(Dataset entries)
- Opening Delimiter -

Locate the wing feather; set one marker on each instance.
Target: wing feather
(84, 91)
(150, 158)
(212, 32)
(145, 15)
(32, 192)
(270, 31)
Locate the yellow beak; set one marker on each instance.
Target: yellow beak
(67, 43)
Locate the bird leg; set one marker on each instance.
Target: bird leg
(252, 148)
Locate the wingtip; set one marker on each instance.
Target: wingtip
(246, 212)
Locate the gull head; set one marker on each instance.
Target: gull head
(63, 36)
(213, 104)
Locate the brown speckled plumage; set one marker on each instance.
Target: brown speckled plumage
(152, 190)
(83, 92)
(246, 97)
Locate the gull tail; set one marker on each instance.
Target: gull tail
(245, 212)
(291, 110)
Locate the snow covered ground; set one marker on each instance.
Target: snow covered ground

- Closing Delimiter -

◆ TASK TO CARRY OUT
Output only the lines from the line that contains "Target: yellow beak" through the end of the entries, both included, exactly as they appear.

◆ OUTPUT BELOW
Target: yellow beak
(67, 43)
Locate the bird leg; set one marker on each instance.
Target: bird leg
(252, 148)
Locate the wingtip; set one marker on each instance.
Target: wingtip
(246, 212)
Locate the gull head; set one marker on each instance.
Target: gull head
(63, 36)
(213, 104)
Locate the brown speckled plumage; set one marker on each instance.
Target: brown speckled plumage
(152, 190)
(83, 92)
(246, 97)
Locate the gull tail; set one marker on each instance.
Target: gull tail
(245, 212)
(291, 110)
Locate the snow covered ground; set one marker on each instance.
Target: snow covered ground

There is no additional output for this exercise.